Records

--- start ---

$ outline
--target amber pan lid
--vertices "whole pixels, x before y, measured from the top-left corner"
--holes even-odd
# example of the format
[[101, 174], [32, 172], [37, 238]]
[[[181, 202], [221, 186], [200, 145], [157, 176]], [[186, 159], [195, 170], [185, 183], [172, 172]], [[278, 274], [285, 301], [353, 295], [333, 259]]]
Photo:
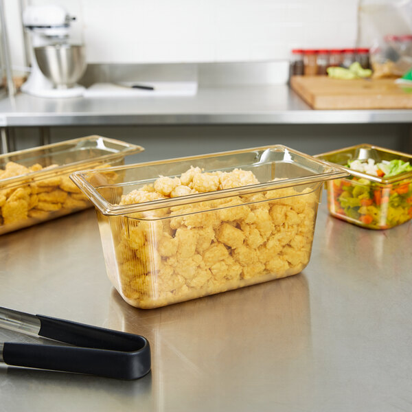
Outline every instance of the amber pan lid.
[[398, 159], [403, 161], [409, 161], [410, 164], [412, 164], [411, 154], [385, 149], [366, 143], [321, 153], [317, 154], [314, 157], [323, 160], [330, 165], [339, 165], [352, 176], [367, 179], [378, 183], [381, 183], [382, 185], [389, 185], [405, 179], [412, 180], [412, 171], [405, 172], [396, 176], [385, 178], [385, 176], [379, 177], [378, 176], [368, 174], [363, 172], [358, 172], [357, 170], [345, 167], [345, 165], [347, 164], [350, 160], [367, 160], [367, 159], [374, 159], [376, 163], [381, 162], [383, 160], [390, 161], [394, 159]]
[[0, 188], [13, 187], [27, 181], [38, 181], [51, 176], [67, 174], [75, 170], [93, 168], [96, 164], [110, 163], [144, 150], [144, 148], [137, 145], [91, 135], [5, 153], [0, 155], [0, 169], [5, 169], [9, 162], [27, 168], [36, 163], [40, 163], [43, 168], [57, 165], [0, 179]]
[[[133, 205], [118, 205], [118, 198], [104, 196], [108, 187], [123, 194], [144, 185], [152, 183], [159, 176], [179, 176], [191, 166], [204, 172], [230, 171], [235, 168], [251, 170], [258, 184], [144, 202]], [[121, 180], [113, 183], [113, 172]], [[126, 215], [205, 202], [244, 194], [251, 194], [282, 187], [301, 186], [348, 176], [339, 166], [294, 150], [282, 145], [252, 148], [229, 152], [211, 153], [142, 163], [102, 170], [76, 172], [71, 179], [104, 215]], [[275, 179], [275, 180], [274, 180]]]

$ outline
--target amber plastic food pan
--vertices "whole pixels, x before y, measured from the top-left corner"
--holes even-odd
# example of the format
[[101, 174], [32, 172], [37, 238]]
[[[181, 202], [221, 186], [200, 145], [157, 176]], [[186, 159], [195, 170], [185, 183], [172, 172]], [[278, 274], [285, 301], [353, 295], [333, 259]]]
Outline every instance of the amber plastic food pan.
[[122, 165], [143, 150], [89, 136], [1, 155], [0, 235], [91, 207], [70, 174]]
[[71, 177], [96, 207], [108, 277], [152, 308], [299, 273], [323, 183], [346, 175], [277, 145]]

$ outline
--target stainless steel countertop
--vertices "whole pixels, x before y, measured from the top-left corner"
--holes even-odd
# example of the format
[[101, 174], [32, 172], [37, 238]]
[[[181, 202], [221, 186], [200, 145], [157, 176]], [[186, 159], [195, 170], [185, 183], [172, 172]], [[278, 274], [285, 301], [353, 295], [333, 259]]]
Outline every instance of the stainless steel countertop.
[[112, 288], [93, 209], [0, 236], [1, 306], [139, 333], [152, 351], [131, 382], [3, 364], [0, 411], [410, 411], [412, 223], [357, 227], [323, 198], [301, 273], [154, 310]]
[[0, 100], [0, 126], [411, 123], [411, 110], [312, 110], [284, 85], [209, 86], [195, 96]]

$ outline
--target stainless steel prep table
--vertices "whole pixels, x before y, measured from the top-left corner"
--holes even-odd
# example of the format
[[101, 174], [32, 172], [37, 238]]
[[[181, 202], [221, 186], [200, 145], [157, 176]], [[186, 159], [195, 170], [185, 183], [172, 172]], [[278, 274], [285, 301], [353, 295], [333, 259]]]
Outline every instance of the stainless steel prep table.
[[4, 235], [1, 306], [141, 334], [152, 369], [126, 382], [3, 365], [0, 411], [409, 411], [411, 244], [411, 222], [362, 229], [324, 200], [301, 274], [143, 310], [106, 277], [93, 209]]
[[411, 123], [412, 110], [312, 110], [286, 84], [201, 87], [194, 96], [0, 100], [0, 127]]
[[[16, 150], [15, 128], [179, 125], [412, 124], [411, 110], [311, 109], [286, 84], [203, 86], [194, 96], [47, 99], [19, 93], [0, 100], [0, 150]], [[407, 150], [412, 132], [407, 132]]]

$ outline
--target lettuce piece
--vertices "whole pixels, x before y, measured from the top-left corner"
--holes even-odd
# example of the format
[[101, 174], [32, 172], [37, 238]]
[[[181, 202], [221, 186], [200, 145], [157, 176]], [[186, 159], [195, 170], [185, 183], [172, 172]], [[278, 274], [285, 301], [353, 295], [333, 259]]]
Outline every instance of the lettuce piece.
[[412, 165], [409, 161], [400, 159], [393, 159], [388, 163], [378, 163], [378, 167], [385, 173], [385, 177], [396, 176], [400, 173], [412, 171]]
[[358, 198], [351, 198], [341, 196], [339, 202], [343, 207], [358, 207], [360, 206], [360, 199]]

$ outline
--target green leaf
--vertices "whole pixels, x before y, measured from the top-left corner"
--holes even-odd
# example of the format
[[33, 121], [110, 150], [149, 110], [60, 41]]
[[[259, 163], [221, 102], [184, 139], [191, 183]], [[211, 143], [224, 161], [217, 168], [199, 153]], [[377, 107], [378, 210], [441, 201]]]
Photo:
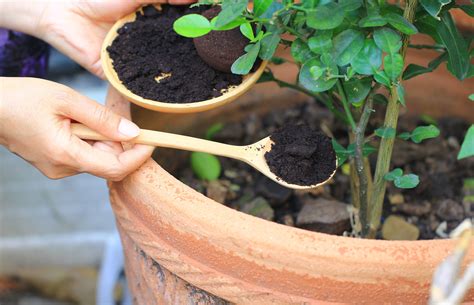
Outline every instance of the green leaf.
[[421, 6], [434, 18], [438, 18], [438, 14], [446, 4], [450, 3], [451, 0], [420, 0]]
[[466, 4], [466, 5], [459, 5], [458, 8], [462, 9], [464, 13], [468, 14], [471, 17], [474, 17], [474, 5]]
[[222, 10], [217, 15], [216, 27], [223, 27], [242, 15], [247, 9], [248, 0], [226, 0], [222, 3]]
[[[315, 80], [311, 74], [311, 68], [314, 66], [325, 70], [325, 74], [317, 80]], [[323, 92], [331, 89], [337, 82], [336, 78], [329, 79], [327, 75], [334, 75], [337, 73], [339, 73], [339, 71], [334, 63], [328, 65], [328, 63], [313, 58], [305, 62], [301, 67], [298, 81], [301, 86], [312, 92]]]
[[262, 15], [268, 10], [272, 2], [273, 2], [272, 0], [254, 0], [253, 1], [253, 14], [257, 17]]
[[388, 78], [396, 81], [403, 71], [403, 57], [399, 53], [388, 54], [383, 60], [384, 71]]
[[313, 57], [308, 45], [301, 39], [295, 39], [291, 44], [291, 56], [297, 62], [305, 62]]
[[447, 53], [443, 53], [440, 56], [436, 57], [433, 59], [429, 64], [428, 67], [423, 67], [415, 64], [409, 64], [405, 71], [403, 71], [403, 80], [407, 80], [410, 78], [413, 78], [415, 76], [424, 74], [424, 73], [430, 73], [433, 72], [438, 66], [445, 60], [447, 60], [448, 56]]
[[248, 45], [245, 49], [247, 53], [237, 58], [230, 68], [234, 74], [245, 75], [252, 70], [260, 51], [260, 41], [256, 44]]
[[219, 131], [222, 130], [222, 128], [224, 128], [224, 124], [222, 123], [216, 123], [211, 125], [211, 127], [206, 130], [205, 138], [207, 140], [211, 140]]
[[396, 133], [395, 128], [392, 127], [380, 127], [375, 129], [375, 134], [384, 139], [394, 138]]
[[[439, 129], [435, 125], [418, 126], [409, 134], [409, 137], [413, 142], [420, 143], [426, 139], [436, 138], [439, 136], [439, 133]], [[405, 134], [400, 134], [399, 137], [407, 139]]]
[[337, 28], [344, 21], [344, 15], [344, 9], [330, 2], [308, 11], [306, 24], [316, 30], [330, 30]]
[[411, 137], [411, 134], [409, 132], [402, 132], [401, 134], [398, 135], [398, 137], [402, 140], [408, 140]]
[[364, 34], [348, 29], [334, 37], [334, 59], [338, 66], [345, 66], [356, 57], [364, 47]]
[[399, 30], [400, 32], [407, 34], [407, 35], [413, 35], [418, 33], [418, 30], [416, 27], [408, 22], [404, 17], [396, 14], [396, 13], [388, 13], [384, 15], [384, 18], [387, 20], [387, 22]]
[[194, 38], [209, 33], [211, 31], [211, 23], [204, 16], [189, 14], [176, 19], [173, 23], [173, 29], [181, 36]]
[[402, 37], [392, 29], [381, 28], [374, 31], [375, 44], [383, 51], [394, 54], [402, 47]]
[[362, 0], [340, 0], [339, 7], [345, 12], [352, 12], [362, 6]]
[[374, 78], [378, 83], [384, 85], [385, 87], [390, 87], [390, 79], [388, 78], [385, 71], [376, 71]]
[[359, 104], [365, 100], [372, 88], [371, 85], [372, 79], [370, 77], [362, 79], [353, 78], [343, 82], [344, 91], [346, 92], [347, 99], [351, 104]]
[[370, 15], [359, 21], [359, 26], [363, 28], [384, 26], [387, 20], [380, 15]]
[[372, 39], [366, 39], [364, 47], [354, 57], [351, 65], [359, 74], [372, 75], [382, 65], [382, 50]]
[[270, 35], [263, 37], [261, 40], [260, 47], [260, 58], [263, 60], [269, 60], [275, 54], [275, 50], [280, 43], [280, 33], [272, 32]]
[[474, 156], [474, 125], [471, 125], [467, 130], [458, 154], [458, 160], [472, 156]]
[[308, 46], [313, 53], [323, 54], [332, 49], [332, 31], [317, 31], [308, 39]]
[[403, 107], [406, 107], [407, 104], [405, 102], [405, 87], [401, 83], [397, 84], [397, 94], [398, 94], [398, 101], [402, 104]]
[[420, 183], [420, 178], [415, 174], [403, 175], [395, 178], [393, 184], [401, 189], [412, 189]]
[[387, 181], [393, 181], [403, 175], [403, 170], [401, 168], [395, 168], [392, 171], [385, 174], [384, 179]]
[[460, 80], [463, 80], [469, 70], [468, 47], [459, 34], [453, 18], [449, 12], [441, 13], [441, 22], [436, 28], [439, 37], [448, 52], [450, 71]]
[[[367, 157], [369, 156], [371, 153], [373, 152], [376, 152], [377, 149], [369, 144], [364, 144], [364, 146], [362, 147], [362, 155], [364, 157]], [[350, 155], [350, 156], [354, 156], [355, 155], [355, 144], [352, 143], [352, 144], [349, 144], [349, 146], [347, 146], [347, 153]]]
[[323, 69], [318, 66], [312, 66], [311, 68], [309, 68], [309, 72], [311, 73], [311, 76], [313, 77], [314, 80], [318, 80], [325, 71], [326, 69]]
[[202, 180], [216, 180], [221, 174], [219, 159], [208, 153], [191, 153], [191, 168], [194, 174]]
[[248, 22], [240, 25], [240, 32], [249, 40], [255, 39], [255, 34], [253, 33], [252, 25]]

--- end ---

WHAT IS ASKED ▸
Present the records as a numbered list, starting at the beginning of the records and ending with the line that contains "161], [394, 159]]", with both ends included and blank lines omitted. Leave the pictures out of your answer.

FINISHED EXERCISE ▸
1. $ outline
2. --target amber pan lid
3. --vertices "whole pixels, x before y, measured from the top-left corner"
4. --holes even-odd
5. # example of the format
6. [[101, 174], [32, 172], [37, 238]]
7. [[[181, 202], [221, 186], [200, 145], [157, 176]], [[186, 159], [195, 170], [185, 183], [172, 172]], [[278, 274], [285, 301], [353, 295], [333, 259]]]
8. Photo:
9. Outline every instance of the amber pan lid.
10. [[398, 159], [403, 161], [409, 161], [410, 164], [412, 164], [411, 154], [385, 149], [366, 143], [321, 153], [317, 154], [314, 157], [323, 160], [330, 165], [339, 165], [352, 176], [367, 179], [378, 183], [381, 183], [382, 185], [389, 185], [405, 179], [412, 180], [412, 171], [405, 172], [396, 176], [385, 178], [385, 176], [379, 177], [378, 176], [368, 174], [363, 172], [358, 172], [357, 170], [345, 167], [345, 165], [347, 164], [350, 160], [367, 160], [367, 159], [374, 159], [376, 163], [381, 162], [383, 160], [390, 161], [394, 159]]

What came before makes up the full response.